- To do -
Wherever the string "corner" turns up in the data, copy the whole line.

- Dataset extract -
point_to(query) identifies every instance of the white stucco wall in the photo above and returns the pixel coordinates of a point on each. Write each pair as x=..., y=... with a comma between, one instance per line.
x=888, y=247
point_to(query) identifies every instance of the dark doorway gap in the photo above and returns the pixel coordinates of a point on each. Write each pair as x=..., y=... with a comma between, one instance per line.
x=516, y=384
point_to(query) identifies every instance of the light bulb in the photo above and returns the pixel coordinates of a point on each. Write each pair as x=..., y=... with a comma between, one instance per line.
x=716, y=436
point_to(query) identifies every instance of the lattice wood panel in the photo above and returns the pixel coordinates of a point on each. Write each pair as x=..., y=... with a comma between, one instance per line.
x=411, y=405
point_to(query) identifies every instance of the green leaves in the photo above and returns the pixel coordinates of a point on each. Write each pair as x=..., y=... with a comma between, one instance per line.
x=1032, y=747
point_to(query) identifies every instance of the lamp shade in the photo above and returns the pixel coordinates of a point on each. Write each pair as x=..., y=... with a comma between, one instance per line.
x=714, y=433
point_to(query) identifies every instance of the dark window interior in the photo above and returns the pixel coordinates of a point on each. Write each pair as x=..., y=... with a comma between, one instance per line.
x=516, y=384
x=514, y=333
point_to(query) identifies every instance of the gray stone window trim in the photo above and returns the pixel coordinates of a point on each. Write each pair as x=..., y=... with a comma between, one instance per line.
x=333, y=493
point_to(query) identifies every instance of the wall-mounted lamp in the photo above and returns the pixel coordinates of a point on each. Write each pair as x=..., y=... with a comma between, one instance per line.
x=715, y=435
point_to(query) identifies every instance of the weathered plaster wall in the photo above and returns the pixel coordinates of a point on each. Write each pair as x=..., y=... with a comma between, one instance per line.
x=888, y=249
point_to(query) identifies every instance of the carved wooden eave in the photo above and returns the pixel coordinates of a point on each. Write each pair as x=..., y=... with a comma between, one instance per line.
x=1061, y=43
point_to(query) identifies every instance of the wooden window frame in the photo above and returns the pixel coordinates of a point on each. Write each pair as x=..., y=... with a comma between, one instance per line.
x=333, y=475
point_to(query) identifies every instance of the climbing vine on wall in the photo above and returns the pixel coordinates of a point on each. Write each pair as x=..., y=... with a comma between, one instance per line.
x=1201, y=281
--
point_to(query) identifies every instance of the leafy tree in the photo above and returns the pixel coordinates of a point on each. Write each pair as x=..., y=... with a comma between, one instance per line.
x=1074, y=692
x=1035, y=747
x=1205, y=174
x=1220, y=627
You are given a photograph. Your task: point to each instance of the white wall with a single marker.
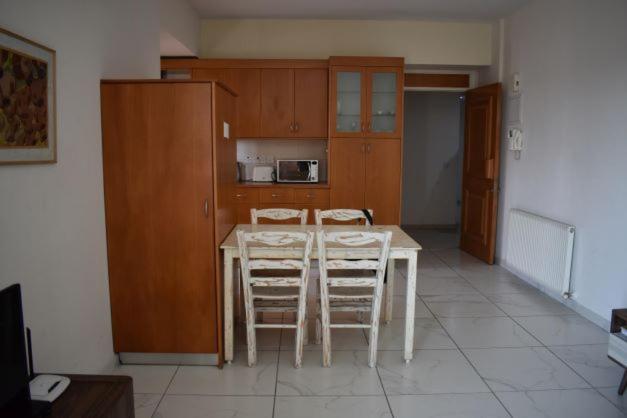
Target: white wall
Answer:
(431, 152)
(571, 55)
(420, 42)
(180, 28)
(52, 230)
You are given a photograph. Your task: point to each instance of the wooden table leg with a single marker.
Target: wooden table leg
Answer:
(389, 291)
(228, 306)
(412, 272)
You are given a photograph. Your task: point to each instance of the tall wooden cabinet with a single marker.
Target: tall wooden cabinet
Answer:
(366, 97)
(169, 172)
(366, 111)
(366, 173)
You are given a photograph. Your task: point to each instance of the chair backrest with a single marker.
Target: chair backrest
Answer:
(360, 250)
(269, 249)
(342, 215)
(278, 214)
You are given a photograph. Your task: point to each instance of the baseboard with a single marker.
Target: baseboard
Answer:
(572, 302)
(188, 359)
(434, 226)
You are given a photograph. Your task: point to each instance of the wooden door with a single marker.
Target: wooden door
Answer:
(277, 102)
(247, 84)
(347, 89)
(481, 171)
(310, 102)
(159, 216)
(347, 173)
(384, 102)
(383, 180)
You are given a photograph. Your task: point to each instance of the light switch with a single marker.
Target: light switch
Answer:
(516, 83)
...
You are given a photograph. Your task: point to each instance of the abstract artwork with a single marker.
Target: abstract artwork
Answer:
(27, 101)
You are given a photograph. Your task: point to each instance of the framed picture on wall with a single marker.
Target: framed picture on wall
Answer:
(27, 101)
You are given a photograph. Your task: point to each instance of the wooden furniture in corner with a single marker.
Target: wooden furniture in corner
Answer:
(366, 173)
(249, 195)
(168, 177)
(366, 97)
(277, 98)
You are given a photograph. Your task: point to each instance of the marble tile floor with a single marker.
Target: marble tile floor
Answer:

- Response below -
You are given a photograph. Your task: point to each instance of the wooden furniture in corner with a single marker.
Target: wooden furniture in corner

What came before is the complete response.